Stored records:
-- Opening Marker --
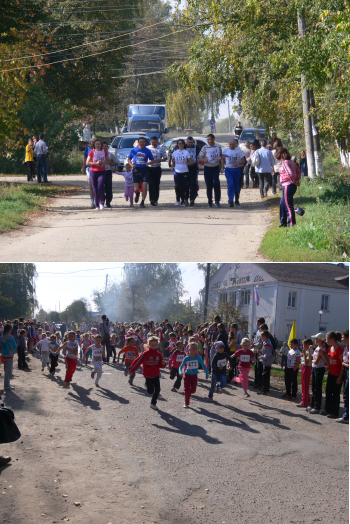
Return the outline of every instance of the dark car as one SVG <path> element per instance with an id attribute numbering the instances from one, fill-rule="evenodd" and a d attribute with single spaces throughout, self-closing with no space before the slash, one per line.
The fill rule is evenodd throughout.
<path id="1" fill-rule="evenodd" d="M 266 138 L 266 130 L 264 127 L 247 127 L 243 129 L 239 137 L 239 144 L 244 144 L 247 140 L 253 143 L 257 133 L 259 134 L 259 141 Z"/>
<path id="2" fill-rule="evenodd" d="M 166 150 L 169 167 L 171 167 L 171 155 L 175 151 L 177 141 L 182 139 L 182 140 L 185 140 L 186 142 L 187 138 L 188 136 L 177 136 L 175 138 L 170 138 L 169 140 L 164 142 L 164 144 L 162 144 L 162 146 Z M 202 149 L 202 147 L 207 144 L 206 139 L 201 136 L 194 136 L 193 138 L 194 138 L 195 144 L 199 147 L 199 149 Z"/>

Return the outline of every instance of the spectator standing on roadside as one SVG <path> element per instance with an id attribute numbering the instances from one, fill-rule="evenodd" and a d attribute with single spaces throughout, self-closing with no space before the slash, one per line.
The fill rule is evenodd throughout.
<path id="1" fill-rule="evenodd" d="M 106 170 L 106 179 L 105 179 L 105 187 L 104 187 L 104 201 L 106 203 L 106 207 L 111 208 L 111 202 L 113 200 L 113 187 L 112 187 L 112 165 L 115 163 L 118 163 L 117 158 L 113 153 L 108 152 L 108 144 L 107 142 L 103 142 L 103 149 L 107 152 L 108 158 L 110 163 L 105 165 Z"/>
<path id="2" fill-rule="evenodd" d="M 281 369 L 283 369 L 283 366 L 286 367 L 287 365 L 288 351 L 289 347 L 287 342 L 283 342 L 283 346 L 281 347 Z"/>
<path id="3" fill-rule="evenodd" d="M 149 166 L 149 199 L 151 206 L 157 206 L 159 200 L 160 179 L 162 177 L 162 162 L 167 161 L 167 154 L 163 146 L 158 145 L 158 138 L 151 137 L 151 145 L 147 146 L 155 162 Z"/>
<path id="4" fill-rule="evenodd" d="M 29 138 L 26 146 L 25 163 L 27 165 L 27 182 L 31 182 L 34 178 L 34 144 L 32 138 Z"/>
<path id="5" fill-rule="evenodd" d="M 342 381 L 338 380 L 343 365 L 343 347 L 339 344 L 337 334 L 329 331 L 326 335 L 327 351 L 324 358 L 328 365 L 328 376 L 326 385 L 325 412 L 328 418 L 339 417 L 340 390 Z"/>
<path id="6" fill-rule="evenodd" d="M 44 134 L 41 133 L 39 135 L 39 141 L 34 146 L 34 151 L 36 153 L 36 169 L 38 176 L 38 184 L 41 184 L 41 182 L 43 182 L 44 184 L 48 183 L 46 153 L 48 152 L 49 148 L 44 142 L 44 138 Z"/>
<path id="7" fill-rule="evenodd" d="M 110 346 L 110 323 L 106 315 L 102 315 L 102 322 L 100 322 L 100 335 L 102 337 L 102 345 L 106 346 L 107 356 L 106 360 L 109 362 L 111 357 L 111 346 Z"/>
<path id="8" fill-rule="evenodd" d="M 90 145 L 87 146 L 84 150 L 83 155 L 83 167 L 81 168 L 82 173 L 86 173 L 88 184 L 89 184 L 89 191 L 90 191 L 90 199 L 91 199 L 91 209 L 95 209 L 95 196 L 94 196 L 94 189 L 92 187 L 91 183 L 91 176 L 90 176 L 90 166 L 86 166 L 86 161 L 89 156 L 90 151 L 92 150 L 94 141 L 91 140 Z"/>
<path id="9" fill-rule="evenodd" d="M 306 338 L 302 342 L 301 354 L 301 402 L 298 408 L 307 408 L 310 404 L 310 378 L 312 373 L 313 343 L 311 338 Z"/>
<path id="10" fill-rule="evenodd" d="M 280 178 L 280 168 L 282 167 L 282 161 L 276 159 L 276 152 L 279 147 L 283 147 L 282 140 L 277 138 L 277 140 L 273 143 L 272 148 L 272 154 L 275 159 L 275 165 L 273 166 L 273 173 L 272 173 L 272 194 L 275 195 L 277 193 L 277 186 L 282 187 L 279 182 Z"/>
<path id="11" fill-rule="evenodd" d="M 187 200 L 190 200 L 190 206 L 194 205 L 194 201 L 198 196 L 198 163 L 197 158 L 200 153 L 199 146 L 196 145 L 195 140 L 192 136 L 189 136 L 186 141 L 186 150 L 192 158 L 193 164 L 188 166 L 188 188 L 189 194 L 187 195 Z"/>
<path id="12" fill-rule="evenodd" d="M 242 127 L 241 122 L 237 122 L 237 125 L 234 129 L 234 134 L 238 138 L 238 140 L 241 138 L 242 131 L 243 131 L 243 127 Z"/>
<path id="13" fill-rule="evenodd" d="M 188 180 L 189 170 L 188 167 L 193 164 L 190 154 L 186 150 L 185 141 L 180 138 L 177 141 L 178 149 L 171 154 L 171 165 L 174 167 L 174 183 L 176 202 L 175 206 L 181 205 L 185 207 L 188 205 Z"/>
<path id="14" fill-rule="evenodd" d="M 301 176 L 308 176 L 308 174 L 307 174 L 306 151 L 300 151 L 299 165 L 300 165 Z"/>
<path id="15" fill-rule="evenodd" d="M 220 187 L 220 161 L 222 149 L 215 143 L 215 136 L 210 133 L 207 136 L 208 144 L 204 145 L 198 155 L 198 160 L 204 160 L 204 180 L 207 186 L 208 206 L 213 207 L 213 188 L 214 198 L 217 207 L 220 207 L 221 187 Z"/>
<path id="16" fill-rule="evenodd" d="M 341 418 L 337 418 L 336 422 L 349 424 L 349 330 L 343 331 L 342 342 L 345 344 L 343 353 L 342 372 L 339 377 L 344 381 L 344 413 Z"/>
<path id="17" fill-rule="evenodd" d="M 243 151 L 245 159 L 246 159 L 246 164 L 243 167 L 243 171 L 242 171 L 241 189 L 243 189 L 243 183 L 244 182 L 245 182 L 245 188 L 246 189 L 249 188 L 249 170 L 250 170 L 250 167 L 251 167 L 250 155 L 252 153 L 252 151 L 250 149 L 250 145 L 251 144 L 250 144 L 249 140 L 247 140 L 244 144 L 239 144 L 239 148 Z"/>
<path id="18" fill-rule="evenodd" d="M 11 386 L 10 380 L 13 369 L 13 356 L 17 351 L 17 345 L 14 337 L 11 335 L 12 325 L 5 324 L 4 334 L 0 337 L 0 353 L 4 363 L 4 389 L 14 389 L 15 386 Z"/>
<path id="19" fill-rule="evenodd" d="M 225 176 L 227 180 L 227 195 L 230 207 L 239 206 L 239 193 L 241 191 L 241 173 L 242 167 L 246 164 L 243 151 L 237 147 L 237 140 L 230 138 L 229 147 L 222 151 L 221 171 L 225 167 Z"/>
<path id="20" fill-rule="evenodd" d="M 95 210 L 98 211 L 104 208 L 105 166 L 109 162 L 109 157 L 107 151 L 103 149 L 102 140 L 96 138 L 91 145 L 92 150 L 88 154 L 86 165 L 90 166 L 90 178 L 95 197 Z"/>
<path id="21" fill-rule="evenodd" d="M 271 173 L 276 162 L 272 152 L 266 147 L 266 140 L 261 140 L 260 144 L 260 149 L 255 153 L 259 157 L 259 165 L 255 166 L 255 172 L 259 176 L 260 196 L 264 198 L 267 197 Z"/>
<path id="22" fill-rule="evenodd" d="M 290 350 L 287 355 L 287 367 L 284 371 L 286 393 L 282 398 L 296 400 L 298 392 L 298 371 L 300 366 L 300 351 L 298 349 L 298 339 L 293 338 L 289 342 Z"/>
<path id="23" fill-rule="evenodd" d="M 282 197 L 280 202 L 280 227 L 295 226 L 293 197 L 300 186 L 301 171 L 291 160 L 288 149 L 280 147 L 276 151 L 276 160 L 281 160 L 280 183 Z"/>

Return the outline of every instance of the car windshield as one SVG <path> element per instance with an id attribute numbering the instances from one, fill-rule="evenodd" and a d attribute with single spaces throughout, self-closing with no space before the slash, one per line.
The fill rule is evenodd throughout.
<path id="1" fill-rule="evenodd" d="M 118 147 L 118 144 L 119 142 L 121 141 L 122 137 L 121 136 L 116 136 L 115 139 L 113 140 L 112 142 L 112 147 Z"/>
<path id="2" fill-rule="evenodd" d="M 146 140 L 146 146 L 150 145 L 150 139 L 148 136 L 145 136 Z M 135 146 L 134 146 L 135 144 Z M 118 149 L 132 149 L 133 147 L 137 146 L 137 137 L 129 137 L 129 138 L 123 138 L 121 142 L 119 142 Z"/>
<path id="3" fill-rule="evenodd" d="M 165 108 L 162 106 L 134 106 L 129 109 L 129 116 L 132 115 L 159 115 L 165 118 Z"/>
<path id="4" fill-rule="evenodd" d="M 160 125 L 159 122 L 153 120 L 134 120 L 131 122 L 130 131 L 154 131 L 159 133 Z"/>
<path id="5" fill-rule="evenodd" d="M 243 129 L 240 139 L 241 140 L 250 140 L 251 142 L 254 142 L 256 133 L 259 134 L 260 138 L 265 138 L 265 130 L 259 129 L 258 131 L 255 131 L 255 129 Z"/>

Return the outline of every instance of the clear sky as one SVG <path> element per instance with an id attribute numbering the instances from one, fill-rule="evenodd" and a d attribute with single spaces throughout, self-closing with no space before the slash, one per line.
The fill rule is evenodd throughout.
<path id="1" fill-rule="evenodd" d="M 121 280 L 121 262 L 36 262 L 37 300 L 45 311 L 63 311 L 73 300 L 85 297 L 91 300 L 95 289 L 104 289 L 106 275 L 109 281 Z M 180 264 L 185 290 L 183 300 L 192 301 L 204 287 L 204 275 L 195 263 Z M 91 304 L 92 306 L 92 304 Z"/>

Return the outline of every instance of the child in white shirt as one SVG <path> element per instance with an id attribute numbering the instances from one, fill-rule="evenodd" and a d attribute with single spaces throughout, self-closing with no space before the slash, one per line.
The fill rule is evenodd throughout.
<path id="1" fill-rule="evenodd" d="M 125 200 L 128 201 L 130 198 L 130 207 L 134 205 L 134 181 L 132 176 L 132 169 L 129 164 L 125 166 L 125 173 L 122 171 L 116 171 L 116 175 L 123 176 L 125 178 Z"/>

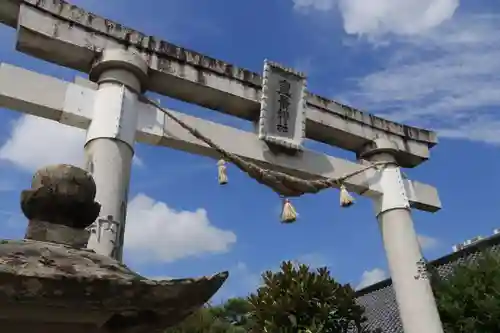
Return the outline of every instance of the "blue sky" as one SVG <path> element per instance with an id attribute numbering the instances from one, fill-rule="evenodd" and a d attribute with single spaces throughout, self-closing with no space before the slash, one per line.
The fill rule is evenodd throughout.
<path id="1" fill-rule="evenodd" d="M 261 72 L 265 58 L 308 74 L 309 89 L 370 112 L 438 131 L 431 159 L 405 170 L 439 189 L 443 209 L 414 212 L 432 259 L 500 227 L 500 5 L 493 0 L 79 0 L 86 9 L 238 66 Z M 16 52 L 0 27 L 0 61 L 72 80 L 73 71 Z M 82 74 L 78 74 L 82 75 Z M 164 98 L 182 112 L 249 124 Z M 81 163 L 84 133 L 0 110 L 0 237 L 22 237 L 19 192 L 49 163 Z M 313 149 L 354 160 L 320 144 Z M 371 203 L 338 207 L 326 191 L 294 201 L 300 219 L 279 223 L 276 195 L 229 167 L 219 187 L 213 160 L 137 146 L 126 262 L 151 277 L 230 270 L 216 300 L 245 295 L 281 260 L 328 265 L 353 286 L 386 275 Z M 364 281 L 362 281 L 364 280 Z"/>

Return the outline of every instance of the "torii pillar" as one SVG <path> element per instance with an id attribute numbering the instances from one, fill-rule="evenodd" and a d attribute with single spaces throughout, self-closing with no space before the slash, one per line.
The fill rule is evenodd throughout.
<path id="1" fill-rule="evenodd" d="M 127 214 L 130 171 L 138 121 L 138 99 L 148 65 L 139 55 L 106 49 L 90 72 L 99 88 L 85 142 L 86 169 L 97 185 L 101 215 L 90 228 L 88 248 L 119 261 Z"/>
<path id="2" fill-rule="evenodd" d="M 373 200 L 404 332 L 443 333 L 423 266 L 425 262 L 396 159 L 397 151 L 390 140 L 378 138 L 358 153 L 358 158 L 389 163 L 376 173 L 378 179 L 373 181 L 379 184 L 383 194 Z"/>

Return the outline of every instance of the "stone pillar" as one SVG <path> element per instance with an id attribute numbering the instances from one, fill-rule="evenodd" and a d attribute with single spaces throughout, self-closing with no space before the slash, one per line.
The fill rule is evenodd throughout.
<path id="1" fill-rule="evenodd" d="M 91 227 L 88 247 L 122 260 L 130 170 L 138 120 L 138 97 L 148 65 L 138 54 L 105 50 L 90 79 L 99 84 L 85 143 L 86 168 L 97 185 L 101 215 Z"/>
<path id="2" fill-rule="evenodd" d="M 80 168 L 62 164 L 40 169 L 31 190 L 21 193 L 21 209 L 29 220 L 25 238 L 84 248 L 89 239 L 85 228 L 99 215 L 95 195 L 92 176 Z"/>
<path id="3" fill-rule="evenodd" d="M 374 203 L 404 331 L 443 333 L 396 152 L 393 142 L 379 138 L 358 157 L 390 163 L 374 176 L 384 193 Z"/>

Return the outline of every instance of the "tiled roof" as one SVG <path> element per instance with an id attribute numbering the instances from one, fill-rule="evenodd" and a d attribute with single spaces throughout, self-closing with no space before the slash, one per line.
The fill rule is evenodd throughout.
<path id="1" fill-rule="evenodd" d="M 500 234 L 431 261 L 429 264 L 437 268 L 441 277 L 445 277 L 453 272 L 456 265 L 475 261 L 482 249 L 500 252 Z M 358 303 L 365 307 L 365 315 L 368 319 L 367 328 L 381 328 L 383 333 L 404 333 L 391 279 L 359 290 L 357 299 Z"/>

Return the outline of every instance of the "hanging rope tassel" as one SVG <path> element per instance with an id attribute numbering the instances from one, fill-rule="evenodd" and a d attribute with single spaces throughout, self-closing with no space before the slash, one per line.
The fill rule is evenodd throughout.
<path id="1" fill-rule="evenodd" d="M 285 199 L 283 201 L 283 210 L 281 212 L 281 222 L 282 223 L 293 223 L 297 220 L 297 211 L 295 207 L 292 206 L 290 200 Z"/>
<path id="2" fill-rule="evenodd" d="M 227 184 L 227 167 L 226 167 L 226 161 L 224 160 L 219 160 L 217 162 L 217 168 L 218 168 L 218 178 L 219 178 L 219 184 L 220 185 L 226 185 Z"/>
<path id="3" fill-rule="evenodd" d="M 276 193 L 287 196 L 287 197 L 298 197 L 306 193 L 318 193 L 319 191 L 331 188 L 339 181 L 345 181 L 348 178 L 354 177 L 366 170 L 376 168 L 378 166 L 390 164 L 388 162 L 375 162 L 370 165 L 359 168 L 358 170 L 346 174 L 338 179 L 316 179 L 316 180 L 306 180 L 299 177 L 295 177 L 283 172 L 273 171 L 264 169 L 257 164 L 249 162 L 233 153 L 227 152 L 218 144 L 213 142 L 210 138 L 201 134 L 196 128 L 193 128 L 183 122 L 181 119 L 177 118 L 168 109 L 161 107 L 161 105 L 149 98 L 146 98 L 147 103 L 154 105 L 156 108 L 161 110 L 168 118 L 177 123 L 180 127 L 184 128 L 195 138 L 203 141 L 211 148 L 215 149 L 221 157 L 226 161 L 229 161 L 236 165 L 240 170 L 248 174 L 251 178 L 255 179 L 260 184 L 263 184 Z"/>
<path id="4" fill-rule="evenodd" d="M 354 198 L 347 192 L 344 185 L 340 185 L 340 206 L 349 207 L 354 204 Z"/>

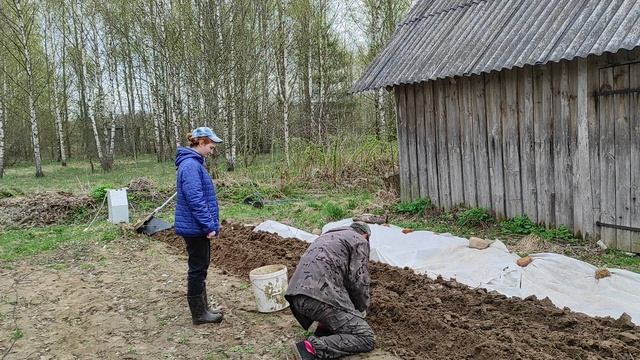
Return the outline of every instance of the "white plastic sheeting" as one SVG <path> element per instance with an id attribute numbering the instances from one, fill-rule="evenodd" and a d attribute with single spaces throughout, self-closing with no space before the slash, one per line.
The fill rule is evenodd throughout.
<path id="1" fill-rule="evenodd" d="M 326 224 L 322 232 L 349 225 L 351 219 Z M 556 306 L 591 316 L 631 316 L 640 324 L 640 274 L 609 269 L 610 277 L 595 278 L 596 267 L 564 255 L 531 254 L 533 261 L 520 267 L 520 258 L 496 240 L 484 250 L 469 248 L 469 241 L 449 234 L 414 231 L 397 226 L 370 224 L 371 260 L 409 267 L 431 278 L 456 279 L 470 287 L 495 290 L 507 296 L 548 297 Z M 313 242 L 317 236 L 275 222 L 265 221 L 255 231 L 277 233 Z"/>
<path id="2" fill-rule="evenodd" d="M 296 238 L 306 242 L 313 242 L 318 236 L 308 233 L 304 230 L 294 228 L 283 223 L 279 223 L 273 220 L 267 220 L 258 226 L 253 231 L 264 231 L 272 234 L 278 234 L 284 238 Z"/>

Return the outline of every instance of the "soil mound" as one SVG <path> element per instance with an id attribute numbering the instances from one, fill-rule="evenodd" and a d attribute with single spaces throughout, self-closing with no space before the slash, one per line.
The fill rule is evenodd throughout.
<path id="1" fill-rule="evenodd" d="M 172 231 L 155 236 L 184 252 Z M 253 268 L 284 264 L 291 276 L 308 244 L 242 225 L 223 227 L 212 262 L 248 279 Z M 549 299 L 510 299 L 456 281 L 372 262 L 368 321 L 379 347 L 405 359 L 637 359 L 640 327 L 558 309 Z"/>
<path id="2" fill-rule="evenodd" d="M 0 199 L 0 228 L 61 224 L 94 209 L 87 195 L 45 191 Z"/>
<path id="3" fill-rule="evenodd" d="M 153 183 L 153 181 L 145 177 L 137 177 L 131 179 L 131 181 L 129 181 L 129 184 L 127 185 L 127 188 L 133 191 L 157 191 L 157 187 Z"/>

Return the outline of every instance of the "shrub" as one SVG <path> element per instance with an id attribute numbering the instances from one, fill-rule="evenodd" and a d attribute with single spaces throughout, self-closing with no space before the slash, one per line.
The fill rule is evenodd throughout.
<path id="1" fill-rule="evenodd" d="M 414 201 L 399 202 L 393 207 L 393 211 L 398 214 L 424 215 L 427 209 L 432 206 L 431 199 L 420 198 Z"/>
<path id="2" fill-rule="evenodd" d="M 347 217 L 347 211 L 342 206 L 333 202 L 324 204 L 322 211 L 327 216 L 327 220 L 340 220 Z"/>
<path id="3" fill-rule="evenodd" d="M 460 226 L 481 226 L 493 222 L 491 214 L 481 208 L 467 209 L 458 215 L 458 225 Z"/>
<path id="4" fill-rule="evenodd" d="M 571 230 L 567 229 L 566 226 L 560 225 L 557 228 L 544 229 L 540 228 L 539 232 L 536 232 L 538 236 L 547 240 L 571 240 L 573 239 L 573 234 Z"/>
<path id="5" fill-rule="evenodd" d="M 566 226 L 560 225 L 557 228 L 545 229 L 542 226 L 534 224 L 526 215 L 505 220 L 500 223 L 500 227 L 503 232 L 508 234 L 535 234 L 546 240 L 569 241 L 574 239 L 573 233 Z"/>
<path id="6" fill-rule="evenodd" d="M 536 230 L 537 226 L 527 215 L 521 215 L 501 222 L 500 228 L 508 234 L 529 235 Z"/>
<path id="7" fill-rule="evenodd" d="M 22 192 L 22 190 L 15 187 L 0 188 L 0 199 L 17 196 L 17 195 L 24 195 L 24 193 Z"/>
<path id="8" fill-rule="evenodd" d="M 100 184 L 91 190 L 89 196 L 96 202 L 102 202 L 107 196 L 107 190 L 109 189 L 115 189 L 115 186 L 111 184 Z"/>

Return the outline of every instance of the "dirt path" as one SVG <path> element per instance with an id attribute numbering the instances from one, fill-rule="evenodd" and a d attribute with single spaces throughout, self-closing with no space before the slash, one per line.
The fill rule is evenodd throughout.
<path id="1" fill-rule="evenodd" d="M 183 255 L 149 238 L 0 264 L 0 359 L 292 359 L 302 330 L 289 311 L 257 313 L 248 281 L 217 268 L 209 295 L 225 321 L 192 326 L 185 272 Z"/>
<path id="2" fill-rule="evenodd" d="M 171 233 L 157 237 L 177 244 Z M 214 242 L 213 262 L 246 278 L 281 263 L 290 274 L 307 244 L 229 225 Z M 412 359 L 639 359 L 640 327 L 628 318 L 595 319 L 548 299 L 508 299 L 408 269 L 372 263 L 369 320 L 379 347 Z"/>

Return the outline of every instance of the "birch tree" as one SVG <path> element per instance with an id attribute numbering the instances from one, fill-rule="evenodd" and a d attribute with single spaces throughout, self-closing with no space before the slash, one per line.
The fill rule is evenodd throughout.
-- Closing Marker --
Search the entries above for the word "pillar", and copy every line where it occurs.

Result:
Return the outline of every instance of the "torii pillar" as one SVG <path> element per instance with an id attribute numbering the instances from one, fill-rule="evenodd" and a d attribute with single spaces throughout, self-closing with no space before the slash, one per line.
Return the outline of every instance of the "stone pillar" as one SVG <path> element per instance with an id attribute numbering the instances from one, fill-rule="evenodd" and a d attribute with single spaces throughout, self-closing with no space before the slash, one per line.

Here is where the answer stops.